Output the items starting at the beginning and ending at the line containing "[0,454,51,488]" as a two-column CSV with the headers item_text and answer, one row per item. Put each value in a single quoted field with line breaks turned into spaces, and leave the pictures out.
──────── RECORD SET ────────
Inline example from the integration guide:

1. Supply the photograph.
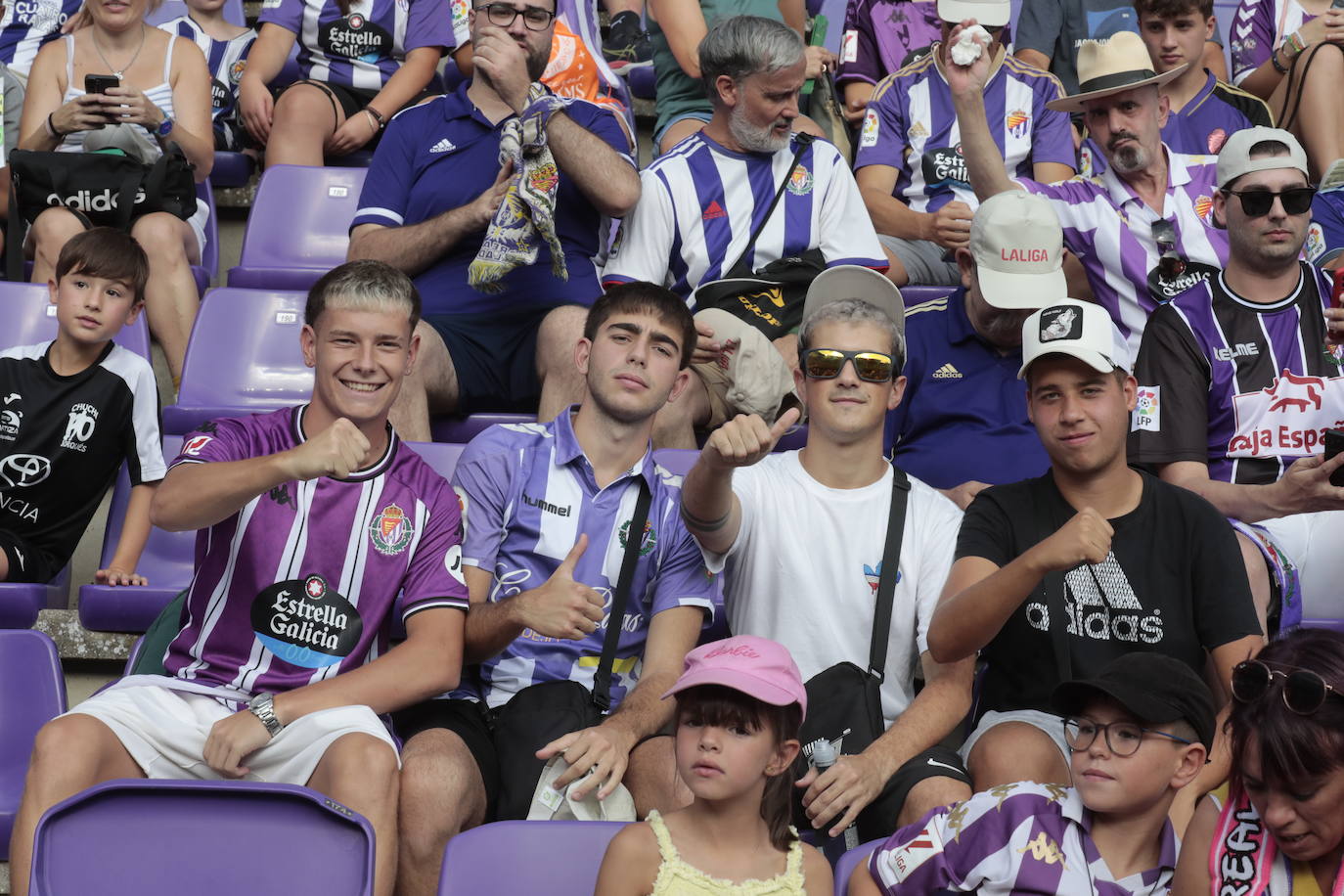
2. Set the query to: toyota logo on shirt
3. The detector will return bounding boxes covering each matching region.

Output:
[0,454,51,488]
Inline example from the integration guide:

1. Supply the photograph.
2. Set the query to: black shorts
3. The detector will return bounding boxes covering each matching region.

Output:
[392,699,500,821]
[0,529,65,584]
[425,306,572,414]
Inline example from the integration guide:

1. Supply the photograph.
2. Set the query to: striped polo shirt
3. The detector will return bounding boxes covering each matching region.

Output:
[603,132,887,297]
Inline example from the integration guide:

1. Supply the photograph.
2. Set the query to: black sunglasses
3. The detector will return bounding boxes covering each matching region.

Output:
[1223,187,1316,217]
[802,348,895,382]
[1232,659,1340,716]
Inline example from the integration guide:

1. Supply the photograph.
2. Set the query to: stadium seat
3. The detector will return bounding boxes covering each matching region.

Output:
[0,281,151,361]
[29,781,374,896]
[438,821,625,896]
[164,289,309,435]
[836,839,885,896]
[79,435,197,633]
[229,165,364,289]
[0,630,66,861]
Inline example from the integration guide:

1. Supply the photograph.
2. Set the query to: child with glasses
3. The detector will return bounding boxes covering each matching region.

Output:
[849,652,1219,896]
[1172,629,1344,896]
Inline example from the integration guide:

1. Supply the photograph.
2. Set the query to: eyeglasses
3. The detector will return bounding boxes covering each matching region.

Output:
[1232,659,1340,716]
[475,3,555,31]
[1064,719,1194,756]
[802,348,895,382]
[1223,187,1316,217]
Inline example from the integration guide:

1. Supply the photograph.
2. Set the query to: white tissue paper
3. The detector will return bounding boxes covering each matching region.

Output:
[952,25,989,66]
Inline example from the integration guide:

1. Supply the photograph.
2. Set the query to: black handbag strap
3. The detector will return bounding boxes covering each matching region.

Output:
[725,133,816,277]
[593,472,653,712]
[869,465,910,681]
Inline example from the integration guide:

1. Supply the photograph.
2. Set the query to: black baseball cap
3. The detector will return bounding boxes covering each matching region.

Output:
[1050,652,1218,751]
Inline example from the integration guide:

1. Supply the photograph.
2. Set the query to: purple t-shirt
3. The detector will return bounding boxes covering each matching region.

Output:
[256,0,453,90]
[453,408,722,706]
[855,48,1075,212]
[164,406,467,694]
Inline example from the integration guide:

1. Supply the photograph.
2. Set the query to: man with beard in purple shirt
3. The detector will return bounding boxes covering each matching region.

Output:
[10,262,467,896]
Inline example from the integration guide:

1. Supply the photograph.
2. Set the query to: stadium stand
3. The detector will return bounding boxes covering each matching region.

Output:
[29,781,374,896]
[0,630,66,860]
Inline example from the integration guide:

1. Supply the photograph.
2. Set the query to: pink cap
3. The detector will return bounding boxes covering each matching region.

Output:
[662,634,808,715]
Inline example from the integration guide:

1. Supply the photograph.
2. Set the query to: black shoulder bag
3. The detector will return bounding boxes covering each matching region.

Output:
[693,134,827,338]
[492,475,653,821]
[793,467,910,841]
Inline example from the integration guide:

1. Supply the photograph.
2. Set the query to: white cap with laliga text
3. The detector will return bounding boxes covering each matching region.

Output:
[1017,298,1129,379]
[970,190,1068,309]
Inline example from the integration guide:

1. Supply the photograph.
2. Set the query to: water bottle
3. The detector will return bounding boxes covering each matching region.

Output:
[812,738,859,867]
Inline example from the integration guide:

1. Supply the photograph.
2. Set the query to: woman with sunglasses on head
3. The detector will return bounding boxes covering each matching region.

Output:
[238,0,453,165]
[1172,629,1344,896]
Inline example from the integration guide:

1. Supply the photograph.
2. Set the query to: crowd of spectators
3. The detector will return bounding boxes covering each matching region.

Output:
[0,0,1344,896]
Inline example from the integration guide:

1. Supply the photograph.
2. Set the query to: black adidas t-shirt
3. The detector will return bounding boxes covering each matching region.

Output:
[0,342,165,577]
[957,472,1259,715]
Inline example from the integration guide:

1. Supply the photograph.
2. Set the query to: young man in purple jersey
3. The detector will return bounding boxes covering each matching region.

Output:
[10,262,467,896]
[946,21,1227,356]
[1129,127,1344,628]
[396,284,718,893]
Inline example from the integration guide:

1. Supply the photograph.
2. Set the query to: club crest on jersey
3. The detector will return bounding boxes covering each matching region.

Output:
[789,165,812,197]
[617,519,658,558]
[368,504,416,558]
[251,575,364,669]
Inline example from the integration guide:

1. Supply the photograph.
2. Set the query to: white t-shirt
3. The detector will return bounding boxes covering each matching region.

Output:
[704,451,961,726]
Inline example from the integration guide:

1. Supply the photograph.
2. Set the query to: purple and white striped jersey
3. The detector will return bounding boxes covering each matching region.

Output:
[853,46,1077,212]
[869,781,1179,896]
[164,406,468,694]
[1017,144,1227,356]
[1129,262,1344,485]
[0,0,82,78]
[453,408,720,706]
[603,132,887,297]
[256,0,453,90]
[1229,0,1316,85]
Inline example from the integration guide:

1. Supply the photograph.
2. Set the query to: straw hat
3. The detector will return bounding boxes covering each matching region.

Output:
[1046,31,1189,112]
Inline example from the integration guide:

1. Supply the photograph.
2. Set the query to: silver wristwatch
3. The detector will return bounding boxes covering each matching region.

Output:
[247,694,285,738]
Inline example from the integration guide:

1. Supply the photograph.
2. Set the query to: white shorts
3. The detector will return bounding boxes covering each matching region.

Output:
[957,709,1072,766]
[67,676,400,784]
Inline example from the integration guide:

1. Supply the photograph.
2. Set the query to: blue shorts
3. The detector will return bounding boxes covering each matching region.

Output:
[425,306,558,414]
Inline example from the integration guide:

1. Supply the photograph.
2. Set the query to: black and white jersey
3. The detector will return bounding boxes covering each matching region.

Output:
[0,341,165,567]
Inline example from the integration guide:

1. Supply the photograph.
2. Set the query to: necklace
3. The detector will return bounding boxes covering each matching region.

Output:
[89,22,145,80]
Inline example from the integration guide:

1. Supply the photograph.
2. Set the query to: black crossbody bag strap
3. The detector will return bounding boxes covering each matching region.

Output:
[869,467,910,681]
[725,134,816,277]
[593,472,653,712]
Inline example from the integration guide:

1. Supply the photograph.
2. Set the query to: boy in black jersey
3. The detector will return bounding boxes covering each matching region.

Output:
[0,227,164,584]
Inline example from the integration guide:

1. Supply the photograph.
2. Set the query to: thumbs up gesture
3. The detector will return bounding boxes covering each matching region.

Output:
[514,535,604,641]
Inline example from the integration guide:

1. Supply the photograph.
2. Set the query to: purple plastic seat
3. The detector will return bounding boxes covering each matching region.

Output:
[79,435,197,633]
[836,839,885,896]
[438,821,625,896]
[0,281,150,360]
[430,414,536,445]
[0,629,66,861]
[229,165,366,289]
[164,291,310,435]
[29,781,374,896]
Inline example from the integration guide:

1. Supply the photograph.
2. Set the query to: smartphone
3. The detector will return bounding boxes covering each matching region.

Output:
[1325,429,1344,486]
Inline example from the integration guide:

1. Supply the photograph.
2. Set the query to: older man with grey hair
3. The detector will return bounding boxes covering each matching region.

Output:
[682,265,974,839]
[603,16,887,447]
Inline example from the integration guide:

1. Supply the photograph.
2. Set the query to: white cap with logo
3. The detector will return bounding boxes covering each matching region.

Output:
[1017,298,1129,379]
[938,0,1012,28]
[1218,126,1312,190]
[970,190,1068,309]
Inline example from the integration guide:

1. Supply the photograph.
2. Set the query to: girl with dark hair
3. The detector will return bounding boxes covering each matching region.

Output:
[1172,629,1344,896]
[596,636,833,896]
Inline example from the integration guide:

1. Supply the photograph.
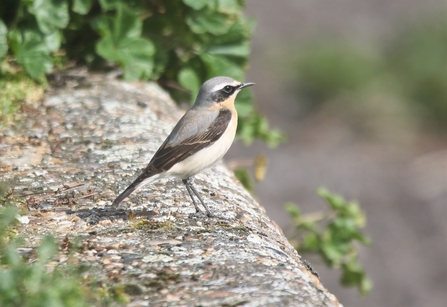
────────
#### [EXERCISE RESULT]
item_text,answer
"Inline example from the integration guide: 1. Supply the photograph. 2. Set the query to: toyota logo on shirt 3. The detector will return bounding boxes covering each matching region. Output:","[0,454,51,488]"